### Goal
Can you write the next part of the news item on the CAP reform and EU Geographical Indications, picking up after its final sentence?

### Passage given
◇ ◇ ◇
14 September 2021 News

Agriculture MEPs approve agreement on CAP reform: what changes for EU Geographical Indications?

On 9 September, the Agriculture and Rural Development Committee of the European Parliament (EP) gave its green light on the three EU regulations that will govern the 2023-2027 EU common agriculture policy (CAP).

If approved by the whole Parliament during the November plenary session, the new CAP will introduce new provisions concerning EU quality schemes. 

Looking at the CMO amending Regulation, the final text agreed goes towards the strengthening of market regulation and crisis management. In detail, the most important innovation for the GI sector is the extension of the supply regulation instrument (already existing for cheeses, hams and PDO/PGI wines) to all PDO and PGI products.

In relation to the simplification of the GI system, the scope of Regulation (EU) No 1151/2012 has been extended to include aromatised wine products.

Among the main changes, the definition of designation of origin and geographical indication has been aligned with that given internationally by the Lisbon Agreement. In addition, the human factor, weakened in the Commission’s initial proposal, has been reintroduced as a compulsory element for the definition of a PDO (both for wines and foodstuffs).
◇ ◇ ◇
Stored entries
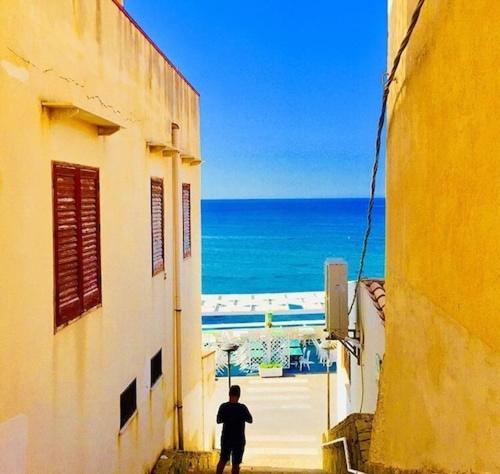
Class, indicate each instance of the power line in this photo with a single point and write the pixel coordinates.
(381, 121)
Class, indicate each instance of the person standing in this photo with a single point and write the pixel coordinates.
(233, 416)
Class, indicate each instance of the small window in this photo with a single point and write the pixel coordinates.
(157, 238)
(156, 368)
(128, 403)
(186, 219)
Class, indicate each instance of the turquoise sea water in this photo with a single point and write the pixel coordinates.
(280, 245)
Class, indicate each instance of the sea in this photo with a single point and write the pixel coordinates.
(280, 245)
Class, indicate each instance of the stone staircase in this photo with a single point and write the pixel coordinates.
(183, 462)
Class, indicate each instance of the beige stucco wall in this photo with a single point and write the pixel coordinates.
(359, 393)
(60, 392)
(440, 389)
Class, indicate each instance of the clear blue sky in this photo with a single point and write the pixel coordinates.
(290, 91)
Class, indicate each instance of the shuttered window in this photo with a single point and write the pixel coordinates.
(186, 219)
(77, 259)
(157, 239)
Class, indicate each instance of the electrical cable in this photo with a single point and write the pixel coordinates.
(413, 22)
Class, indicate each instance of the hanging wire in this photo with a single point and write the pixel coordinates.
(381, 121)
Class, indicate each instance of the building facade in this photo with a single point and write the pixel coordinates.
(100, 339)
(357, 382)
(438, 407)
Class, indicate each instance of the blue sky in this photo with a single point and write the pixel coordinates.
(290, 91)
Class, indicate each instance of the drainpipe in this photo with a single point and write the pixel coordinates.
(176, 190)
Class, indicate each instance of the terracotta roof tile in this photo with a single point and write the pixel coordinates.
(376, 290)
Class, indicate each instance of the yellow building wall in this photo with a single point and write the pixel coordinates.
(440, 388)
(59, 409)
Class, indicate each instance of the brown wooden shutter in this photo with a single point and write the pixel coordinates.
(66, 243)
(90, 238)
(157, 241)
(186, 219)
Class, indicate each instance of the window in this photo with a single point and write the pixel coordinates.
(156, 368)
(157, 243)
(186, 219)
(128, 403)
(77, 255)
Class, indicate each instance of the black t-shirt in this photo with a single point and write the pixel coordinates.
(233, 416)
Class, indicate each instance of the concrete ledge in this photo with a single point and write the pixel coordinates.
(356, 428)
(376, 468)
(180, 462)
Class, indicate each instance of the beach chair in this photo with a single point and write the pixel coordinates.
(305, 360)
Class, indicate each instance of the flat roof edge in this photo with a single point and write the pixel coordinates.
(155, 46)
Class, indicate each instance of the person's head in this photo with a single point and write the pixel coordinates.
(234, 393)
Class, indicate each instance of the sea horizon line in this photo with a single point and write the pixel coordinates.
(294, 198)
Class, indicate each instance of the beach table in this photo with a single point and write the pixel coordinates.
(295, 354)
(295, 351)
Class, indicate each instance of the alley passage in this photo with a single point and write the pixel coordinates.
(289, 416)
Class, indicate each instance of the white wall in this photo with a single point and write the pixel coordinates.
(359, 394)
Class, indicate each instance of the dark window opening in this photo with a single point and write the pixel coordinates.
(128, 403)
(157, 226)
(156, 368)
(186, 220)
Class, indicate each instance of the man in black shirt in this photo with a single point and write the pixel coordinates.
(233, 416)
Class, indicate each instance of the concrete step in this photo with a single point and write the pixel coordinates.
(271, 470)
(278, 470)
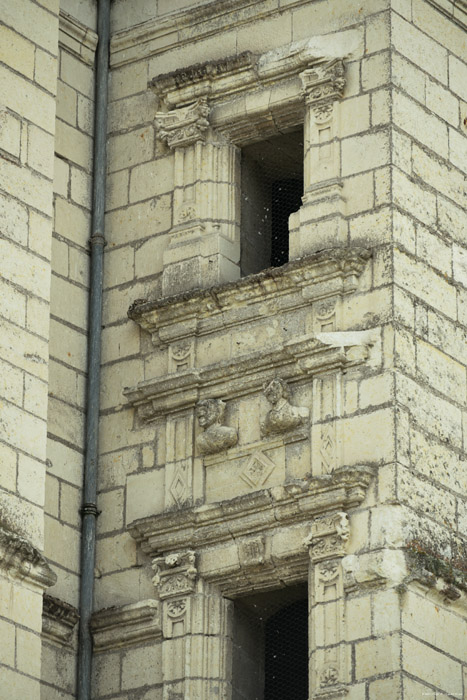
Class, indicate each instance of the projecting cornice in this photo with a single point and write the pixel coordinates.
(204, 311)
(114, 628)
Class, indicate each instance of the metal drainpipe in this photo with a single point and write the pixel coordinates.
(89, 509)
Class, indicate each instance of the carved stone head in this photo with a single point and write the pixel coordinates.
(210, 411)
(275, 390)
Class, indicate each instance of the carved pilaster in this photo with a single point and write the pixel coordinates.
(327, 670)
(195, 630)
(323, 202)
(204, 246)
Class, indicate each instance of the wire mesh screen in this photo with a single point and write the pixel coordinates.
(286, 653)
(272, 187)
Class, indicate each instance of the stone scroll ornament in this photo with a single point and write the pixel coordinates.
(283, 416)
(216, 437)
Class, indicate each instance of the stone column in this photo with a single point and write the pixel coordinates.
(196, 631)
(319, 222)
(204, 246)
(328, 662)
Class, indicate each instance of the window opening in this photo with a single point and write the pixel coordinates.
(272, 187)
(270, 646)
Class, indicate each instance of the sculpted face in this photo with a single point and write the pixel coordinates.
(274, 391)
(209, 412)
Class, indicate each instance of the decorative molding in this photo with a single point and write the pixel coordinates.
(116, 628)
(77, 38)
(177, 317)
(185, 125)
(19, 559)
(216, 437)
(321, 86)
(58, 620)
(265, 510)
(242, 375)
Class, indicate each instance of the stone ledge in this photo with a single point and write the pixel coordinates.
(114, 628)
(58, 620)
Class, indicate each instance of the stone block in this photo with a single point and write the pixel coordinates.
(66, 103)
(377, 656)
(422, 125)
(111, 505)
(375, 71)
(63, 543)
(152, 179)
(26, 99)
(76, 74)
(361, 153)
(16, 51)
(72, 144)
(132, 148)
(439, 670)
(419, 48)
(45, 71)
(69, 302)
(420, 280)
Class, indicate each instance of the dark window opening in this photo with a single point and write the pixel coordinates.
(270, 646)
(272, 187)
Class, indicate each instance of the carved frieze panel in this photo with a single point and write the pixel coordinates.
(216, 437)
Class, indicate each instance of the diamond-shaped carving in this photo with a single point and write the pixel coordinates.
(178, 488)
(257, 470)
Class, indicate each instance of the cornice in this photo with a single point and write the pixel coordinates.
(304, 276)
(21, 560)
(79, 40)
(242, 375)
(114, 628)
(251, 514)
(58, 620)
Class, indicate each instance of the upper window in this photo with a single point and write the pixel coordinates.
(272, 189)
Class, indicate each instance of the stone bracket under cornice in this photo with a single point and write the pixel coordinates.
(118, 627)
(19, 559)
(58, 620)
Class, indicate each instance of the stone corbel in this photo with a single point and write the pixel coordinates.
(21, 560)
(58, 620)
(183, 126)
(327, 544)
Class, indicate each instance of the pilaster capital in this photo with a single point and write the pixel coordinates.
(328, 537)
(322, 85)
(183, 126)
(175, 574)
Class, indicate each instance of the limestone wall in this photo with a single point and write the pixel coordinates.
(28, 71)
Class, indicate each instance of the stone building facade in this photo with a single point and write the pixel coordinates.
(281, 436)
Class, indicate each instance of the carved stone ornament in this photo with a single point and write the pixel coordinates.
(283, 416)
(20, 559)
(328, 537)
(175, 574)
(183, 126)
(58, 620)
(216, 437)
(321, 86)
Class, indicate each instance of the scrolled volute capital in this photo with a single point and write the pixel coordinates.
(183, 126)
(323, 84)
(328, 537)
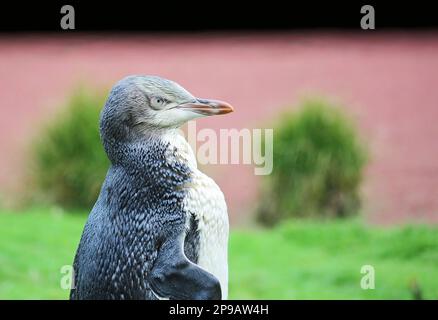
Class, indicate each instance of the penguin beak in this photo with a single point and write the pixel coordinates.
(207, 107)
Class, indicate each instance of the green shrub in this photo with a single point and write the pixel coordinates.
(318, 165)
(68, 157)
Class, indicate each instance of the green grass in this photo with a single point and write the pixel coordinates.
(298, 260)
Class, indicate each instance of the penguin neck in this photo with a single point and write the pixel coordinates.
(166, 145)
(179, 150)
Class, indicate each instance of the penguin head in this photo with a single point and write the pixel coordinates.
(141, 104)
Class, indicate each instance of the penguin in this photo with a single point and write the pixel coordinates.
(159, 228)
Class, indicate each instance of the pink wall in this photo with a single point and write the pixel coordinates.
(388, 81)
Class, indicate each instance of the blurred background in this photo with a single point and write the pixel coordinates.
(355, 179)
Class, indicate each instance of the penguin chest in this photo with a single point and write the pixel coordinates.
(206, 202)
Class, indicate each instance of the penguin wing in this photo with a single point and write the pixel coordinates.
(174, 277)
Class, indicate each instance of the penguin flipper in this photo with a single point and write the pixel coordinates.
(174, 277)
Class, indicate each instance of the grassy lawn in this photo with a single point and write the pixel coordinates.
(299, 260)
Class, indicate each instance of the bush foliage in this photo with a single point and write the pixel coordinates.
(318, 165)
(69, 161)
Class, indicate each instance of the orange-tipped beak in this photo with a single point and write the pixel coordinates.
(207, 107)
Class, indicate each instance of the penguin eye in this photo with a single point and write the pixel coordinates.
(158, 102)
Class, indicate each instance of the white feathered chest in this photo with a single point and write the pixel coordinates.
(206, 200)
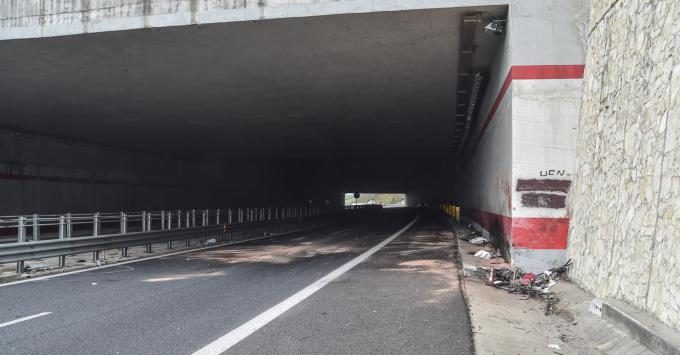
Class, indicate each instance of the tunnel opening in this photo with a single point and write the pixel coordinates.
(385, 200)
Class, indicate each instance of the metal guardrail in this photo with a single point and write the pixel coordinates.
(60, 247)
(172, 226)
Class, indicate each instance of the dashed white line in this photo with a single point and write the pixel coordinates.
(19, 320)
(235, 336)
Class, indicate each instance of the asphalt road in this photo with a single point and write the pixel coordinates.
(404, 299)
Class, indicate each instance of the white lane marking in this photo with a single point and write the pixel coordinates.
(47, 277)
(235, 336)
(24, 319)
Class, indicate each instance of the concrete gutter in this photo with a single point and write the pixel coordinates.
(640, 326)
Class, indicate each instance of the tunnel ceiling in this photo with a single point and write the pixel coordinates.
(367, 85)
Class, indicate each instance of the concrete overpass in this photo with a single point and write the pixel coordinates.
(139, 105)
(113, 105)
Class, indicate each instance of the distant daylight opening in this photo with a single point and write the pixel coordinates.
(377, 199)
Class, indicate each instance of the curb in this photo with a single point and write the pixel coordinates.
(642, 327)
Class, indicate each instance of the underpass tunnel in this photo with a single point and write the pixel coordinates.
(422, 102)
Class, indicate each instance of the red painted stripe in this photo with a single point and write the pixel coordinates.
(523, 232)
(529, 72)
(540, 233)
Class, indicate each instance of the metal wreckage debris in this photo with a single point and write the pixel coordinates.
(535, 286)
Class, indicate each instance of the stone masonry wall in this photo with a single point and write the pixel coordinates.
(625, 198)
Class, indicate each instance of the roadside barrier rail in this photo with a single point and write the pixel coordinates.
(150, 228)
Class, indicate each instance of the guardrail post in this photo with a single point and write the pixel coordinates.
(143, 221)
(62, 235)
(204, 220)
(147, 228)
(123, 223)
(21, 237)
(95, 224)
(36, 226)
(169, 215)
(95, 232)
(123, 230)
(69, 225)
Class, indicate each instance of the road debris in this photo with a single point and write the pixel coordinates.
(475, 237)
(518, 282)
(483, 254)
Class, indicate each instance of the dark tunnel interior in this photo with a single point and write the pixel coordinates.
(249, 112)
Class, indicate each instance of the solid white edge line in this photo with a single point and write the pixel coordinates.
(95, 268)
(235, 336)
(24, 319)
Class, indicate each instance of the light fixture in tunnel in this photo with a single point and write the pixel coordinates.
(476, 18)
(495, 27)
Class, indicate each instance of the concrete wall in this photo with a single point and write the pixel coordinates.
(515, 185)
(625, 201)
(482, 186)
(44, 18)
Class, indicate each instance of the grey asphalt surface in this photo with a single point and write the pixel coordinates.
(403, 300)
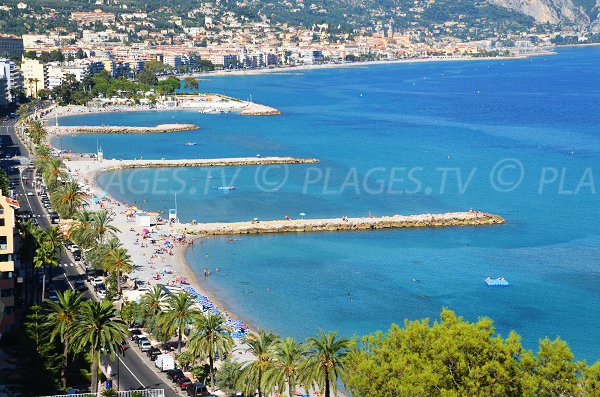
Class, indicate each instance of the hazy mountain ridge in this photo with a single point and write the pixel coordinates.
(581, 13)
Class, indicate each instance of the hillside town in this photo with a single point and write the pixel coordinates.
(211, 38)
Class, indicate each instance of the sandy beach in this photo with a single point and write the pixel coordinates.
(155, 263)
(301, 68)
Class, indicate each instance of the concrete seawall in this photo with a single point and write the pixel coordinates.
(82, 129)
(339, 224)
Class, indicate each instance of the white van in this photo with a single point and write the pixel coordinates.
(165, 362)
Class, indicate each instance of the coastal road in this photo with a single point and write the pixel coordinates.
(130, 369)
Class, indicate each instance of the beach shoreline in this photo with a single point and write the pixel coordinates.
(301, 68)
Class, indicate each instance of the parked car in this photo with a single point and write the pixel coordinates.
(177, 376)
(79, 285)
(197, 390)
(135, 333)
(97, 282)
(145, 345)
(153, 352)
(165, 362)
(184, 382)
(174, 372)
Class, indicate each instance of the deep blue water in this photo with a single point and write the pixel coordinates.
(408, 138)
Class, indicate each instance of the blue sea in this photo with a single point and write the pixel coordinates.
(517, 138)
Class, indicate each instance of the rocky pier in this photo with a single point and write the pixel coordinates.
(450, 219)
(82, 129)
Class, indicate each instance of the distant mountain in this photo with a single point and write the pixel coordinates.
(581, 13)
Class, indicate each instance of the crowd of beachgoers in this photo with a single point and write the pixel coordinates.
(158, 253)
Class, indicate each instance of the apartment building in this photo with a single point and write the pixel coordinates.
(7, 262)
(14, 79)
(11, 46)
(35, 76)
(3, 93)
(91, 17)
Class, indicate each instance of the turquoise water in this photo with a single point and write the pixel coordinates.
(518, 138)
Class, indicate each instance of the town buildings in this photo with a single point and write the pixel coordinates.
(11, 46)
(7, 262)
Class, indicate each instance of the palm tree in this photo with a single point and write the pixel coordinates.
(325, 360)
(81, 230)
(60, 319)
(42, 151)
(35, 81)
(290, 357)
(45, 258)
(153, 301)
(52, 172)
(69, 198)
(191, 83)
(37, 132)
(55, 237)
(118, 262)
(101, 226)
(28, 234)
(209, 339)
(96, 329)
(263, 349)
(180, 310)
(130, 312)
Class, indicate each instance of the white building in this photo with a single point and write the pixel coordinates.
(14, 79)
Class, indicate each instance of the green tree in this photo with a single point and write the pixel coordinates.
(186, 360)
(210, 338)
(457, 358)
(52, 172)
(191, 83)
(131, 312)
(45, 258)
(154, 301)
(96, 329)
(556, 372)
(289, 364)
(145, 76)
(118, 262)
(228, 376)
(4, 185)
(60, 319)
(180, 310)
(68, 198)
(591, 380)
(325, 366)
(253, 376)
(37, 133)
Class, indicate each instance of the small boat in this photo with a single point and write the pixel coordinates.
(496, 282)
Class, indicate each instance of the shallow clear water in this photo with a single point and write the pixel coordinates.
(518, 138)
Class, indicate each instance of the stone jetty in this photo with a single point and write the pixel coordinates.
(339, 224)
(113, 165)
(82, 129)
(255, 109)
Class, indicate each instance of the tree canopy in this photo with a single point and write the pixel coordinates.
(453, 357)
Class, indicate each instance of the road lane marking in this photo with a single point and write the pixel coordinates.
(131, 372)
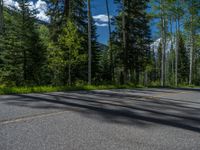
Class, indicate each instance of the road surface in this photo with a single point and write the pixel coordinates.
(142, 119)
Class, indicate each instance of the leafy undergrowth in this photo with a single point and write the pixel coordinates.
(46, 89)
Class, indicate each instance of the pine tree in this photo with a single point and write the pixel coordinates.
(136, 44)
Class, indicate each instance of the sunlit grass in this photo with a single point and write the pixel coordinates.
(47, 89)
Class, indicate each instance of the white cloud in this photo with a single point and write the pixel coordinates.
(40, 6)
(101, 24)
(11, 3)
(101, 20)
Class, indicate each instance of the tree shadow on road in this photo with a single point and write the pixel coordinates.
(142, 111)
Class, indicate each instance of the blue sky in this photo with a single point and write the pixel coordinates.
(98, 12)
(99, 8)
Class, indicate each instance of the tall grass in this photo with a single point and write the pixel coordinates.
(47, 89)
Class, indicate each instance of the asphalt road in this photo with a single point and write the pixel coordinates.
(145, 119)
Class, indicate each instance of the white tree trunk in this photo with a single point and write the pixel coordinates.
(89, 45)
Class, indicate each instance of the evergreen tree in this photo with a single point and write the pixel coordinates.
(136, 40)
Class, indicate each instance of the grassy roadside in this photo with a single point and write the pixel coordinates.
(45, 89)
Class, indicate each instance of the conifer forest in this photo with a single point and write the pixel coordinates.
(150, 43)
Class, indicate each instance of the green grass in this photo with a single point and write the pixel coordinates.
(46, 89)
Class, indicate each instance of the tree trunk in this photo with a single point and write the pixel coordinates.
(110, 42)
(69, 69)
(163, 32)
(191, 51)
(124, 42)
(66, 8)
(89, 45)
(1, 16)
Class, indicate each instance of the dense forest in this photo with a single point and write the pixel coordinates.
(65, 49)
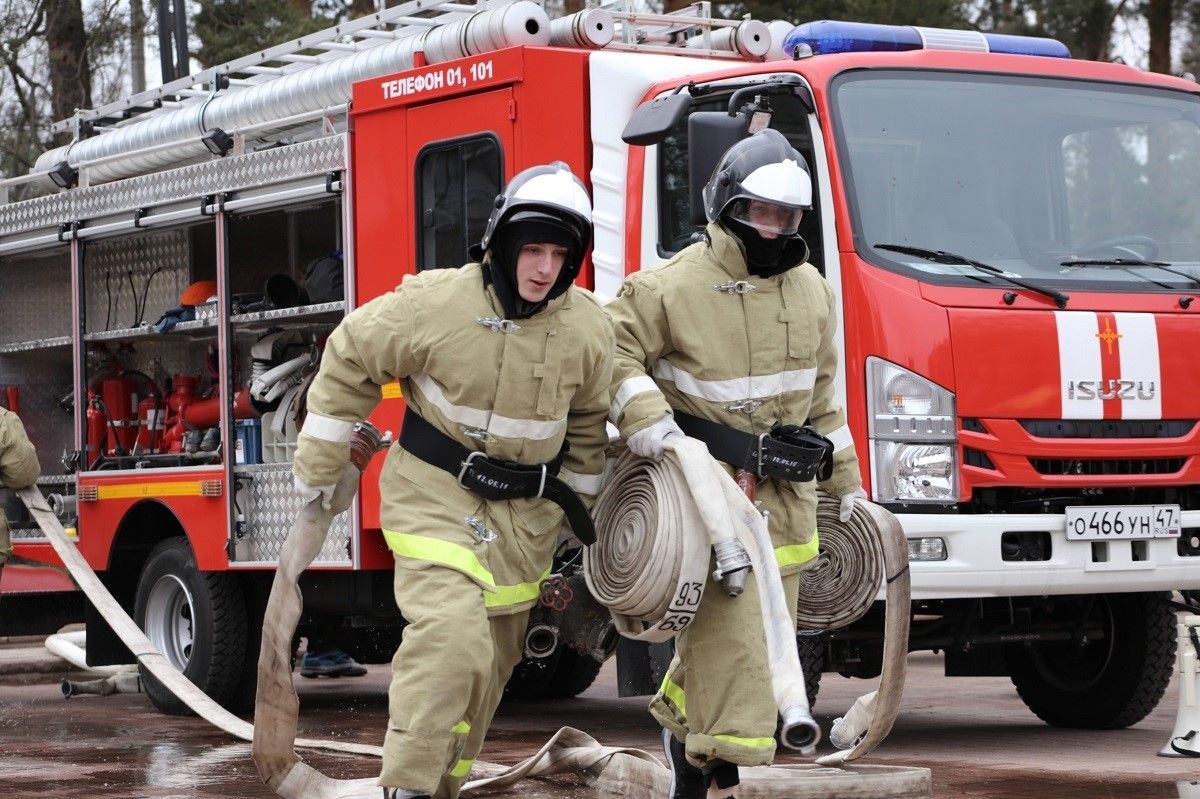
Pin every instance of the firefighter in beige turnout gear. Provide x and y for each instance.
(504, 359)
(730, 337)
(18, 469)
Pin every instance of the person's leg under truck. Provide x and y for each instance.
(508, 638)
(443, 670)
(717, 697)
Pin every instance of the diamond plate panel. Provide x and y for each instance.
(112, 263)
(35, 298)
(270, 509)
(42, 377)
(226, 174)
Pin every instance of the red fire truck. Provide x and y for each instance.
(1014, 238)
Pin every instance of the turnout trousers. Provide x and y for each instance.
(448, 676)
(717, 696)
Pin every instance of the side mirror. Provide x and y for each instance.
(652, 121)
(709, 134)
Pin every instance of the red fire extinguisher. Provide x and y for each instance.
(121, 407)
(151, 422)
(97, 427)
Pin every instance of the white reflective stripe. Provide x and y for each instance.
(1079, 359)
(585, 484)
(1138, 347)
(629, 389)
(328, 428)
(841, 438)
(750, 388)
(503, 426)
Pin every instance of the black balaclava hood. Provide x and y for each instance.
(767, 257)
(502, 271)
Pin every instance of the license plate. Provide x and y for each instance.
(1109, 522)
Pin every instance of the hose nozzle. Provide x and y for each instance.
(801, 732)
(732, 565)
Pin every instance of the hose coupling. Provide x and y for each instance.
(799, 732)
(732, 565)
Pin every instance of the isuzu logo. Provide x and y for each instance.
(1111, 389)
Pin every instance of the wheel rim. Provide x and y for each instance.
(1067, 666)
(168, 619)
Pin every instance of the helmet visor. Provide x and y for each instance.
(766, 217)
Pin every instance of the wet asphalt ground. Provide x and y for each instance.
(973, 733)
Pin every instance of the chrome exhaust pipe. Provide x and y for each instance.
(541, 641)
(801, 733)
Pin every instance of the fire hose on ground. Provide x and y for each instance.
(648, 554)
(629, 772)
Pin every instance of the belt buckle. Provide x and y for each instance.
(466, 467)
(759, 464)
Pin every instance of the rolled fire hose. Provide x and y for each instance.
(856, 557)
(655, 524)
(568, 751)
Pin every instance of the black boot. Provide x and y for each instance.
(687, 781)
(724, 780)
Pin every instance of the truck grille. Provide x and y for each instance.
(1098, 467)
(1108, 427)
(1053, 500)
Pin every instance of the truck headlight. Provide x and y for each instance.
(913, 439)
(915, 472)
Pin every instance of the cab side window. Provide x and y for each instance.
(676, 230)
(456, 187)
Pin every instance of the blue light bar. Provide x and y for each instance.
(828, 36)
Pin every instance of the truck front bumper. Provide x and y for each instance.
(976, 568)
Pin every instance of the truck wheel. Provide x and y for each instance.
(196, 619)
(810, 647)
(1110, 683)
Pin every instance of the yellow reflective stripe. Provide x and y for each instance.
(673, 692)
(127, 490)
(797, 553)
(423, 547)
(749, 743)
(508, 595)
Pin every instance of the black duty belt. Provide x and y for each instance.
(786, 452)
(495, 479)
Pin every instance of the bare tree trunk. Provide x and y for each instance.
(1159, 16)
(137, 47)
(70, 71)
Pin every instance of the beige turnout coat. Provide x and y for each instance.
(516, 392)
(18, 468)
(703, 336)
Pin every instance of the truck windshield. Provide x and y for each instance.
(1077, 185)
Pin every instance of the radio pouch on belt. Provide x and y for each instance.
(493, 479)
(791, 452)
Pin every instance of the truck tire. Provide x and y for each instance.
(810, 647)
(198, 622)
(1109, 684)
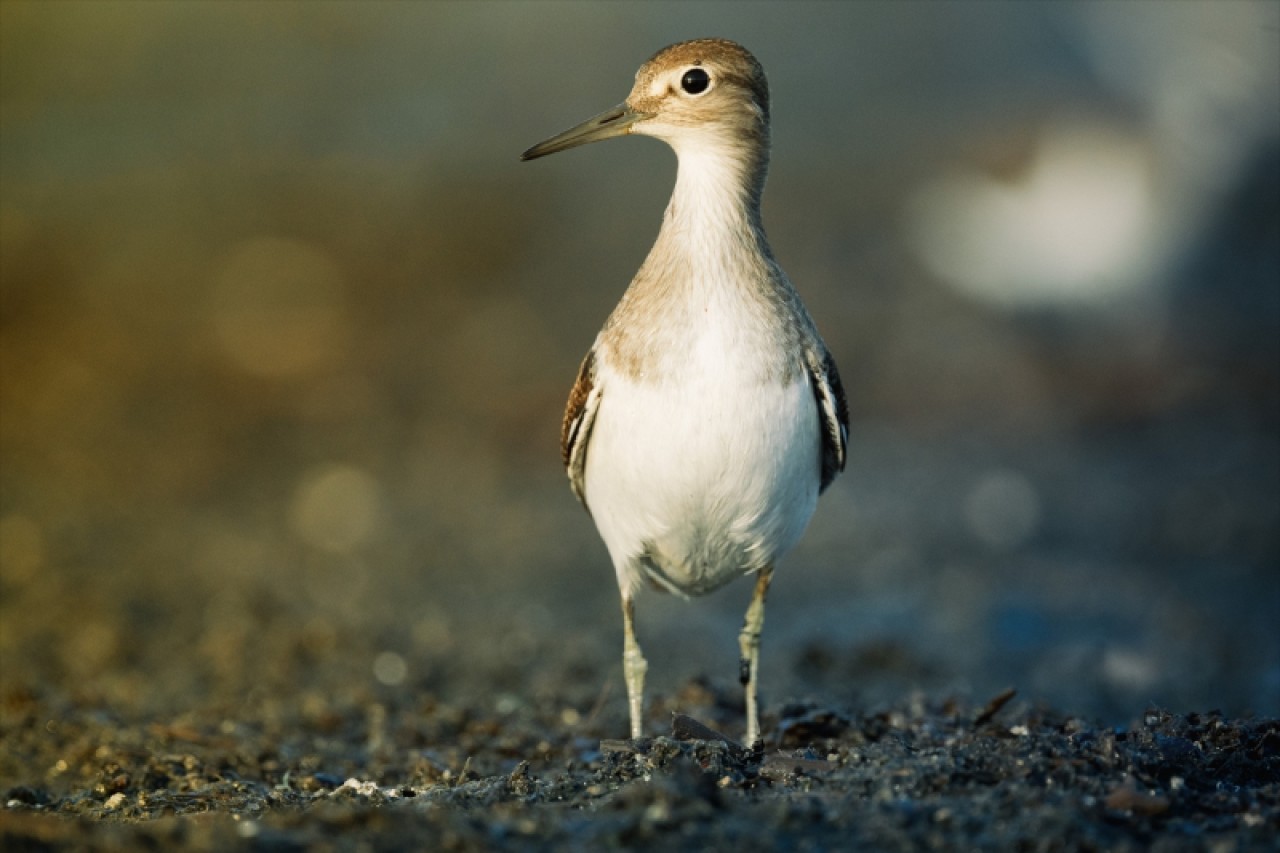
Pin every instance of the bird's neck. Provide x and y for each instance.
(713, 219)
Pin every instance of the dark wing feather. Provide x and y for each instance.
◇ ◇ ◇
### Exercise result
With regard to the PDO and PGI product specifications and the human factors as link of the quality to a particular geographical environment, the text approved by Agricultural MEPs allows, where relevant, to limit its details to a description of the soil and landscape management, cultivation practices or any other relevant human contribution to the maintenance of the natural factors of the geographical environment. This refers particularly to those products whose human factors’ contribution to the quality and characteristics of the product may be less specific. Furthermore, the description of the contribution of GIs to sustainable development has been made voluntary.

Another relevant modification proposed is the simplification of the procedure for approval of amendments. The legislative text introduces a distinction between Union amendments and standard amendments. While the former will require an opposition procedure at the Union level, the latter will be dealt with at Member State level.

Finally, the new regulation enhances protection by extending its scope to all GI products, including goods in transit and sold online. Specifically, it refers to protection against abuse of reputation. Regrettably, the protection in relation to domain names, one of the main requests of AREPO-oriGIn common strategy, has not been retained. This will remain a pivotal topic to enforce the online protection of GIs.

As far as the Strategic Plans Regulation is concerned, Member States will be able to choose to support quality schemes under the type of intervention “cooperation”. In particular, the approved text includes the possibility to implement measures to both promote and establish quality systems. With regards to the possibility to cover as well the certification costs, this proposal hasn’t been maintained in the text agreed during the interinstitutional negotiations.

The regulations on the new EU Farm Policy were approved by AGRI Committee by 38 votes to 8 and 2 abstentions (Strategic plans), 40 votes to 5 and 3 abstentions (Common market organisation in agricultural products) and 39 votes to 7 and 2 abstentions (Financing, management and monitoring of CAP).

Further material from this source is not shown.